Es sei wichtig, alle technischen Möglichkeiten auszuschöpfen, um die Dekarbonisierung der Wärmenetze voranzutreiben. Mit den Erkenntnissen aus dem Reallabor können die Einsatzmöglichkeiten von Großwärmepumpen auch an anderen Standorten in Deutschland verbessert und so dazu beitragen werden, dass weitere Unternehmen diese Technik einsetzen, so der AGFW.
Auch nach der Inbetriebnahme gehen die Forschungen in Mannheim weiter. Im Rahmen des regulären Betriebs können weitere Daten gesammelt werden, die dabei helfen, die Techniken und Fahrweisen zu verfeinern.
Funktion und Potential der Mannheimer Wärmepumpe
Das Flusswasser des Rheins in Mannheim wird im Sommer bis zu 25 °C warm, im Winter sind es nur etwa 5 °C. Diese Wärmeenergie reicht aus, um das Kältemittel in der Wärmepumpe zu verdampfen und dabei das entnommene Rheinwasser um ca. 2 bis 5 °C abzukühlen.
Der Kältemitteldampf wird dann mithilfe eines strombetriebenen Verdichters komprimiert, damit Druck und Temperatur steigen. Die erzeugte Wärme des Kältemitteldampfs wird durch Kondensation in einem Wärmeübertrager dem Fernheizwasser übergeben: 83°C bis zu 99° C heißes Wasser kann so erreicht werden.
Währenddessen verflüssigt sich das Kältemittel wieder, im Wärmeübertrager des Flusswassers wird es wieder entspannt. Dabei kühlt es sich ab und nimmt bei niedriger Temperatur wieder Wärmeenergie des Flusswassers auf – der Kreislauf beginnt von Neuem. Das entnommene Flusswasser, etwa 700 l Rheinwasser pro Sekunde, wird dabei leicht abgekühlt und in den Rhein zurückgeleitet. Durch die im Vergleich dennoch kleinen Wassermengen ist eine Abkühlung im Rhein nicht messbar.
Die Wärmepumpe nutzt zusätzlich die bereits existierende Kühlwasserinfrastruktur. So muss baulich nicht in den Rhein bzw. das Rheinufer eingegriffen werden. Das benötigte Flusswasser, welches unterirdisch zur Anlage gepumpt wird, bezieht die Wärmepumpe über ein vorhandenes Wassereinlaufbauwerk am Standort. Das aufgeheizte Wasser wird direkt in das Fernwärmenetz eingespeist oder im vorhandenen Wärmespeicher (1500 MWh Kapazität) zwischengespeichert.
Das Kältemittel der Flusswärmepumpe wird in einem geschlossenen Kreislauf geführt und kann daher nicht ins Rheinwasser übergehen. Vorsorglich wurde ein Kältemittel-Detektionssystem installiert, das kleinste Kältemittelmengen im Wasser erkennen kann, bei Bedarf einen Alarm und ein sofortiges Abschalten der Anlage auslöst.

Aufgabenliste
- 1) Zähle alle bereits vorhandenen Einrichtungen am Standort auf, die die Wärmepumpe laut dem Text über die Mannheimer Wärmepumpe mitnutzt.
- 2) Prüfe anhand des Textes über die Mannheimer Wärmepumpe, ob diese Aussagen zutreffen: (a) Das Rheinwasser hat im Winter nur etwa 5 °C. (b) Für die Anlage musste baulich in das Rheinufer eingegriffen werden. (c) Die Abkühlung des Rheins durch die Anlage ist messbar.

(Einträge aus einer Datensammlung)
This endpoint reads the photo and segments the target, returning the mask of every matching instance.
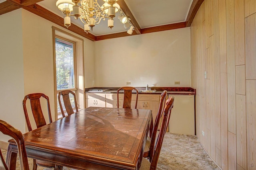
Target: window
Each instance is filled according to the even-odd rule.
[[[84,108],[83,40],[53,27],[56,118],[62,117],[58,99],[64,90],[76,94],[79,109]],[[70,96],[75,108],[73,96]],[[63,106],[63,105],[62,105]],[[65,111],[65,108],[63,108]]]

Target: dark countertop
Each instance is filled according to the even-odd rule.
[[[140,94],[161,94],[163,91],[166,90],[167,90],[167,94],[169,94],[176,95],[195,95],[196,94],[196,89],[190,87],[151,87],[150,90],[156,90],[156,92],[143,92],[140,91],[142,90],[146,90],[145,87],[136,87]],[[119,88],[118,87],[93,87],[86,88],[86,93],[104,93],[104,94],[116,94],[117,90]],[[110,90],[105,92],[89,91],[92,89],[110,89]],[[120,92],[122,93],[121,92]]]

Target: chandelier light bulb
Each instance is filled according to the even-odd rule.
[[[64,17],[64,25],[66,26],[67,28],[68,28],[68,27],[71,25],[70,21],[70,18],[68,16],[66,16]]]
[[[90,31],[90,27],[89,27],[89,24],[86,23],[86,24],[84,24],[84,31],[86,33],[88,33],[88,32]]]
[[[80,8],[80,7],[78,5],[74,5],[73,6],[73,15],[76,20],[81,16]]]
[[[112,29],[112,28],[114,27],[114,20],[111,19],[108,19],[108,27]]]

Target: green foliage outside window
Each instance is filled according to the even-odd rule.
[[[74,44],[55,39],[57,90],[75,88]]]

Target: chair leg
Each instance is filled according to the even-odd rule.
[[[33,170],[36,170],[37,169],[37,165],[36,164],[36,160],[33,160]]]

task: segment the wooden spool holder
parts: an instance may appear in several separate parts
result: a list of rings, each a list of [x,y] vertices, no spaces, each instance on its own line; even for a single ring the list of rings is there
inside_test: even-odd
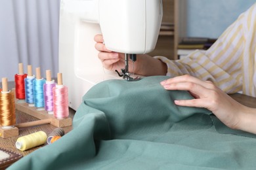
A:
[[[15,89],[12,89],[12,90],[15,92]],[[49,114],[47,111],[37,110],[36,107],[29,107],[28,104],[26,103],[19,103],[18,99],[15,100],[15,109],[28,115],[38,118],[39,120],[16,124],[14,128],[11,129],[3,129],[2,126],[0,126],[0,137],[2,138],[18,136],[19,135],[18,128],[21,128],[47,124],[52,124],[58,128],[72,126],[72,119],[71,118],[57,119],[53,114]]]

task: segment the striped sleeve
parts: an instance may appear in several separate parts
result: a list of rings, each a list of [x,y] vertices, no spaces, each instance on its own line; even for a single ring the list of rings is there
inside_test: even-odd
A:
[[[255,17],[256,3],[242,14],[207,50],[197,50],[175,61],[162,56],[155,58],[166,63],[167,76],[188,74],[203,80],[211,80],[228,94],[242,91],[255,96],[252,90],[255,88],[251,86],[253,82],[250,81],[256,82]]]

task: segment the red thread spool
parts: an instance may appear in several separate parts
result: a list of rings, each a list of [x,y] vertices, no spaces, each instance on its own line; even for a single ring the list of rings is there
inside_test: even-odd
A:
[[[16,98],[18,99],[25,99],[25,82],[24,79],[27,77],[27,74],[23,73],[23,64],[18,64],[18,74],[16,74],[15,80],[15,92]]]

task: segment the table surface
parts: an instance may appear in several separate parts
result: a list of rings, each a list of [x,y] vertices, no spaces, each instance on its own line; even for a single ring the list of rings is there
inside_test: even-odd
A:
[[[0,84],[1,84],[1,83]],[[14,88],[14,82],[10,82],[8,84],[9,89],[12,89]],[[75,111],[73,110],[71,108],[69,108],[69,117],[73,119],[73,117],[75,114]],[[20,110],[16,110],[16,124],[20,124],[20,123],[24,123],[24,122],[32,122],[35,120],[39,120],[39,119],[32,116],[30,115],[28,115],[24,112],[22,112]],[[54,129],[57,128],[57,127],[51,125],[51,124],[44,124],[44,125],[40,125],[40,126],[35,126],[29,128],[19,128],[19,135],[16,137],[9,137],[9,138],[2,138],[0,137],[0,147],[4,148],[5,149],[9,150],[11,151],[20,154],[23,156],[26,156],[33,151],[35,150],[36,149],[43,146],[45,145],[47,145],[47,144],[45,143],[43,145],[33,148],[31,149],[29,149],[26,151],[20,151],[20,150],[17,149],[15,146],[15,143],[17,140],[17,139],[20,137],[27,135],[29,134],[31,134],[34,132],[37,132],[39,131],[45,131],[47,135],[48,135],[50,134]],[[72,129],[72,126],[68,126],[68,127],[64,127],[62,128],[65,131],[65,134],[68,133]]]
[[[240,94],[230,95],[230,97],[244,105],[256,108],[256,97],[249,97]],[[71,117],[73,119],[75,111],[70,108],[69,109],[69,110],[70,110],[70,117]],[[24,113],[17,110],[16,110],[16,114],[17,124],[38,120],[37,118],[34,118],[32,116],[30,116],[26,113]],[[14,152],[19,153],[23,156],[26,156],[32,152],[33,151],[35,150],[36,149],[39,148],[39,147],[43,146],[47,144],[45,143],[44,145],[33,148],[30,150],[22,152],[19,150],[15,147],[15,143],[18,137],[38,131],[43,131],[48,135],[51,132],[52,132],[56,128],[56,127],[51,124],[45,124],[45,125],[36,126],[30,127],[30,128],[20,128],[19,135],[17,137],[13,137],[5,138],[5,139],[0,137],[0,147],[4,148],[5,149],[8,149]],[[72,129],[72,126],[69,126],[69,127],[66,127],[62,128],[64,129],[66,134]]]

Antworten
- 1)
- die bereits existierende Kühlwasserinfrastruktur
- ein vorhandenes Wassereinlaufbauwerk
- der vorhandene Wärmespeicher (1500 MWh Kapazität)

- 2)
(a) Ja: „im Winter sind es nur etwa 5 °C“
(b) Nein: „So muss baulich nicht in den Rhein bzw. das Rheinufer eingegriffen werden.“
(c) Nein: „Durch die im Vergleich dennoch kleinen Wassermengen ist eine Abkühlung im Rhein nicht messbar.“